Change "locate" to "mark" throughout the records below, leaving every other word as it is.

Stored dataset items
####################
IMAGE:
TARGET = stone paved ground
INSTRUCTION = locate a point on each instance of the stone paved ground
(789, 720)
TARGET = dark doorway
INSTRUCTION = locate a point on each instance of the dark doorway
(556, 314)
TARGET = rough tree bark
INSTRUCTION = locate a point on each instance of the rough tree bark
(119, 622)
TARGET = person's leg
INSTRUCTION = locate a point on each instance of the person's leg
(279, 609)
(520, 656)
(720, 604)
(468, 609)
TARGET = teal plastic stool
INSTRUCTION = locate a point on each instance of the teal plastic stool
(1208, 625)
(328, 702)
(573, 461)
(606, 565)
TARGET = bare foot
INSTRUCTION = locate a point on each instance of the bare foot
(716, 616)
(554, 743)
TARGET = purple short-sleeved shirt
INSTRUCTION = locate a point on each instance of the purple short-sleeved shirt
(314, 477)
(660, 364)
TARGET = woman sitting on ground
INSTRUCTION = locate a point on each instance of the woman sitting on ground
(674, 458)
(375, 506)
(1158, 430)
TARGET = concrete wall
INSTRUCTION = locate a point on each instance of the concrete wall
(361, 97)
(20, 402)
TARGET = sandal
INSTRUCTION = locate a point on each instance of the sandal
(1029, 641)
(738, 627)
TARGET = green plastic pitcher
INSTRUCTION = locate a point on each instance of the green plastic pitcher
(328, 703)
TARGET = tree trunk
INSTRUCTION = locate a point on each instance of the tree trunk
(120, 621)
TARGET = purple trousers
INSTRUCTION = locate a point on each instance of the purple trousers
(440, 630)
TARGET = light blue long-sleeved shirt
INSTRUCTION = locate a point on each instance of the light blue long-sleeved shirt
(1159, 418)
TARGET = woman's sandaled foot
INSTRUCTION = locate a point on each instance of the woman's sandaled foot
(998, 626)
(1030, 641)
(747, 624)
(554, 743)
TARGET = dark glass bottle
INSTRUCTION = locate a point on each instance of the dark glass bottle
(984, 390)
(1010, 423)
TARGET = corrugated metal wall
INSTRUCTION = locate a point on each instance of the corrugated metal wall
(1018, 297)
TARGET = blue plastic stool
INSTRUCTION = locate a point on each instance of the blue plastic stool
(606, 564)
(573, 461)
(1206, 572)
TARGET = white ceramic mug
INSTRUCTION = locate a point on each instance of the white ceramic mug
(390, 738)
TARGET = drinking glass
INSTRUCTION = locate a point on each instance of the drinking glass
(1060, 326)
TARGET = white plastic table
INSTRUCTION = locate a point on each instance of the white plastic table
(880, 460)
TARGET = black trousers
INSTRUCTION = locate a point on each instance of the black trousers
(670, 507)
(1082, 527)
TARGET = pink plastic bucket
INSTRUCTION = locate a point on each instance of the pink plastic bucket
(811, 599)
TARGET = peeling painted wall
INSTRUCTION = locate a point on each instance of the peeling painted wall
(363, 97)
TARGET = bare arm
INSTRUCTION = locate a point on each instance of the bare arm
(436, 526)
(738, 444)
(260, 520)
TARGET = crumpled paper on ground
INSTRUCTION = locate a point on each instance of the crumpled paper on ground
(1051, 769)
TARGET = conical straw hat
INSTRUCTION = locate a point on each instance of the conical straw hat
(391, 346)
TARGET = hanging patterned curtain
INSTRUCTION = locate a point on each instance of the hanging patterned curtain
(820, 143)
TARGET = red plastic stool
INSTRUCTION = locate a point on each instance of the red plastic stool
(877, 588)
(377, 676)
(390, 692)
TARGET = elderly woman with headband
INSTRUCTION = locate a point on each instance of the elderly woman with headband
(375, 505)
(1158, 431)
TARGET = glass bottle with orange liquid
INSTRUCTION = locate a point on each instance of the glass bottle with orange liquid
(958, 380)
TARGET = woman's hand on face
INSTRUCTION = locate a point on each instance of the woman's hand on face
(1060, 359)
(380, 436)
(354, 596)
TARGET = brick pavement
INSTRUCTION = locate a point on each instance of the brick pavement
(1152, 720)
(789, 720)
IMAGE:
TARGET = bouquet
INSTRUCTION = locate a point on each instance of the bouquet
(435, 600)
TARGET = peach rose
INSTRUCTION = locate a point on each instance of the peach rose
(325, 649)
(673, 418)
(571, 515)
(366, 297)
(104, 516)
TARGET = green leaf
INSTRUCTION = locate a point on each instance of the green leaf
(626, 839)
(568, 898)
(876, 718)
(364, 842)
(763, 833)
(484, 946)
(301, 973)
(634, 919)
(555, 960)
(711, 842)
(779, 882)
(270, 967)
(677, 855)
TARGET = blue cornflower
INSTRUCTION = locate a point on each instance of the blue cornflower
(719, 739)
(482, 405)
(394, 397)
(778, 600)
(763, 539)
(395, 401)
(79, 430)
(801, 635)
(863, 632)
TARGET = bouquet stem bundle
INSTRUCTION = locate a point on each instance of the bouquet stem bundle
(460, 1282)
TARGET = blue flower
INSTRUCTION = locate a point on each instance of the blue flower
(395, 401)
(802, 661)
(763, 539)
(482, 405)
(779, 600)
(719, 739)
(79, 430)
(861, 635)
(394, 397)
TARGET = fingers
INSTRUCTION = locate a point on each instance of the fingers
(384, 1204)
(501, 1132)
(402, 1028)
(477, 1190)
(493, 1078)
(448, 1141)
####################
(Task answer):
IMAGE:
TARGET = stone paved ground
INSTRUCTION = mark a point on each instance of the stone paved ground
(789, 720)
TARGET = dark doorway
INSTRUCTION = mark a point on each instance of the dark doorway
(556, 314)
TARGET = rough tree bark
INSTRUCTION = mark a point on each instance of the rough tree bark
(119, 622)
TARGET = person's leg
INSTRUCTION = mark a point on each instance of the person's leg
(279, 609)
(520, 656)
(720, 604)
(468, 609)
TARGET = teal plastic stool
INSTRUCTION = mark a point on each instance of the teal plastic stool
(1208, 625)
(328, 702)
(573, 461)
(606, 565)
TARGET = bare foot
INSTRUCTION = mark a point on each instance of the bare foot
(716, 616)
(554, 743)
TARGET = purple short-sleeved shirt
INSTRUCTION = mark a point on each instance of the purple short-sleeved shirt
(314, 477)
(660, 364)
TARGET = woman sitting on ground
INSTRUCTION = mark a point on each instance of the woman sitting on ground
(674, 458)
(375, 506)
(1158, 430)
TARGET = concrete wall
INSTRUCTION = mark a point on each instance of the concrete wall
(361, 97)
(20, 402)
TARGET = sandal
INSTRUCTION = mark a point on each instance of the sandal
(1029, 641)
(738, 627)
TARGET = green plastic pitcher
INSTRUCTION = mark a point on each instance of the green plastic pitcher
(328, 703)
TARGET = tree trunk
INSTRUCTION = mark a point on each instance of the tree trunk
(120, 621)
TARGET = purple trousers
INSTRUCTION = mark a point on each instance of the purple trousers
(440, 630)
TARGET = light blue long-sleeved shirt
INSTRUCTION = mark a point on each instance of the light blue long-sleeved shirt
(1159, 418)
TARGET = woman's sandaled foot
INSTRUCTION = mark a point on each instance of the woman's sandaled foot
(998, 626)
(1030, 641)
(747, 624)
(554, 743)
TARGET = dark glass bottle
INSTRUCTION = mark a point on each instance of the dark glass bottle
(984, 390)
(1010, 423)
TARGET = corrugated metal wall
INSTRUCTION = mark a point on each instance of the corrugated metal wall
(1018, 297)
TARGET = blue plastic stool
INSTRUCTION = mark a point on each instance of the blue plastic stool
(606, 564)
(573, 461)
(1206, 572)
TARGET = white ceramic mug
INSTRUCTION = mark a point on each instance of the white ceramic mug
(390, 738)
TARGET = drinking glass
INSTRUCTION = mark a point on each instance of the drinking glass
(1060, 326)
TARGET = white plastic table
INSTRUCTION = mark a point on each instance of the white plastic table
(880, 460)
TARGET = black trousers
INSTRUCTION = mark a point on each instance of the black trousers
(670, 507)
(1082, 527)
TARGET = pink plastic bucket
INSTRUCTION = mark a point on each instance of the pink plastic bucket
(811, 599)
TARGET = peeling painted wall
INSTRUCTION = mark a point on each instance of the peeling painted wall
(363, 97)
TARGET = bare arm
INSTRUCTION = mark a point on each instance of the bare arm
(436, 526)
(738, 444)
(260, 520)
TARGET = crumpled paper on ground
INSTRUCTION = mark a point on each instance of the crumpled paper on ground
(1051, 769)
TARGET = conical straw hat
INSTRUCTION = mark a point on each instance of the conical straw hat
(391, 346)
TARGET = hanging patterned curtain
INSTRUCTION = mark a point on each instance of the hanging patterned curtain
(820, 143)
TARGET = red plastic stool
INSTRUCTION = mark a point on each instance of the red plastic stool
(877, 588)
(377, 676)
(390, 692)
TARGET = elderly woman with headband
INSTRUCTION = mark a point on each instance of the elderly woman with headband
(375, 505)
(1158, 431)
TARGET = glass bottle with orange liquid
INSTRUCTION = mark a point on each instance of the glass bottle with orange liquid
(958, 380)
TARGET = woman's hand on face
INSTRUCTION = mark a point on each instance of the woman's hand on face
(1060, 359)
(380, 436)
(354, 596)
TARGET = brick pavement
INSTRUCTION = mark a point on each instance of the brick pavement
(1152, 720)
(789, 720)
IMAGE:
TARGET = bouquet
INSTRUCTION = mark a point on each instance of the bouquet
(435, 600)
TARGET = peach rose
INSTRUCTION = mark a point on each instance of the peach rose
(325, 649)
(673, 418)
(571, 515)
(366, 297)
(104, 516)
TARGET = green leaf
INSTRUCTION = mark a point on each instance of the green leaf
(626, 839)
(568, 898)
(876, 718)
(364, 842)
(763, 833)
(484, 946)
(301, 973)
(634, 919)
(555, 960)
(711, 842)
(779, 882)
(270, 967)
(677, 855)
TARGET = blue cornflower
INSTRUCTION = mark a point on each instance of the blue cornflower
(719, 739)
(482, 405)
(394, 397)
(778, 600)
(763, 539)
(395, 401)
(79, 430)
(801, 635)
(863, 632)
TARGET = bouquet stem bundle
INSTRUCTION = mark a point on each instance of the bouquet stem bundle
(460, 1282)
TARGET = blue flower
INSTRUCTION = mark a point on each instance of the blue flower
(395, 401)
(802, 661)
(763, 539)
(482, 405)
(779, 600)
(719, 739)
(79, 430)
(861, 635)
(394, 397)
TARGET = fingers
INSTRUCTION = mark a point on each instance of the fingers
(384, 1204)
(501, 1132)
(402, 1028)
(477, 1190)
(493, 1078)
(448, 1141)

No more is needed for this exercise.